→ Work required:
Return the records word for word, starting at their first line and ending at the line that contains "(391, 1151)".

— start Data listing —

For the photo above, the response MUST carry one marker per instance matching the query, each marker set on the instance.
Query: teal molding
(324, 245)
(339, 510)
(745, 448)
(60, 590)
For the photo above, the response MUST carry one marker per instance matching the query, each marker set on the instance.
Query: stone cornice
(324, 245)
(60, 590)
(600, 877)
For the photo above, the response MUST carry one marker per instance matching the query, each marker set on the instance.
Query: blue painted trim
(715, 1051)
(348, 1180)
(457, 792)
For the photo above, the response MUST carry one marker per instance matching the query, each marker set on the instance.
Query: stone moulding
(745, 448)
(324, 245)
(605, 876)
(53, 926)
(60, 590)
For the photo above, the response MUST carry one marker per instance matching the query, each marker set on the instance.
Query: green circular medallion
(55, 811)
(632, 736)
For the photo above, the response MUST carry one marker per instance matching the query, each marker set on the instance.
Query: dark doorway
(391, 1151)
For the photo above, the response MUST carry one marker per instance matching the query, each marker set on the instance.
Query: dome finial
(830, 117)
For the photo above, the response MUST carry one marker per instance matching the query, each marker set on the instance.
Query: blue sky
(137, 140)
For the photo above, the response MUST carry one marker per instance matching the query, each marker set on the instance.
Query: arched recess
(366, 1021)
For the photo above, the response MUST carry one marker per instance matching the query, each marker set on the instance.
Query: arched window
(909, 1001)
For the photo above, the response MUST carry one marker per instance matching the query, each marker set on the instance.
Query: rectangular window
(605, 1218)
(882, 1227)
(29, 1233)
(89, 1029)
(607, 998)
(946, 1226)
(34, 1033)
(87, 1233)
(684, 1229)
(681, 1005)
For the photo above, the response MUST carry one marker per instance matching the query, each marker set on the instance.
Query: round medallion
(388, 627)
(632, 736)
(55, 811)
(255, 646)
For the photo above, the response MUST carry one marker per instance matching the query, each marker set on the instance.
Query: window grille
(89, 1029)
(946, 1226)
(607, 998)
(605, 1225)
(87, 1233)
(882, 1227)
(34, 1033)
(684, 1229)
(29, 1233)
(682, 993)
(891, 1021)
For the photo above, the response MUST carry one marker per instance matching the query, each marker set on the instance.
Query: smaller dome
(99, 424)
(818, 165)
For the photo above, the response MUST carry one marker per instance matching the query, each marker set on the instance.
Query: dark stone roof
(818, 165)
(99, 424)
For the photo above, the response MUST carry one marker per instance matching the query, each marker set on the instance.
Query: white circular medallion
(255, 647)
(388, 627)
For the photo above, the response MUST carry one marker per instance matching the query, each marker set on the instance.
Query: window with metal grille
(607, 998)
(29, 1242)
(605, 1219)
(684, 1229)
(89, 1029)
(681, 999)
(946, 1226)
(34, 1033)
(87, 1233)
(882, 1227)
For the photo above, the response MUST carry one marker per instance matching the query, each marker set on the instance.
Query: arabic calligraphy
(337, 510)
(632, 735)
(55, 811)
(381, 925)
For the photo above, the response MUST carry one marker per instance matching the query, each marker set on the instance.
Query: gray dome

— end Data listing —

→ Solved problem:
For the photo above, the response MUST carry one marker per instance matching the query, each marker set on the instance.
Query: teal molding
(324, 245)
(339, 510)
(745, 448)
(60, 590)
For the photo above, the response MUST carry one marker per instance matching the query, each marker set on the instance.
Query: stone cornice
(324, 245)
(60, 590)
(600, 877)
For the photo above, the response MUST carry one marker per instance matching the query, each marker set on the instance.
Query: blue painted trim
(715, 1051)
(348, 1180)
(457, 792)
For the photo above, the response MUST carry one marker per instance matching the query, each marker set on the instance.
Query: stone moulding
(745, 448)
(324, 245)
(605, 876)
(53, 926)
(60, 590)
For the photo above, the response MUST carry one marker per instance matching the query, each marker set on the instance.
Query: green circular medallion
(55, 811)
(632, 736)
For the photo above, the response MUST carry one marker per instance matching the query, each marker set on the instance.
Query: dark doorway
(391, 1151)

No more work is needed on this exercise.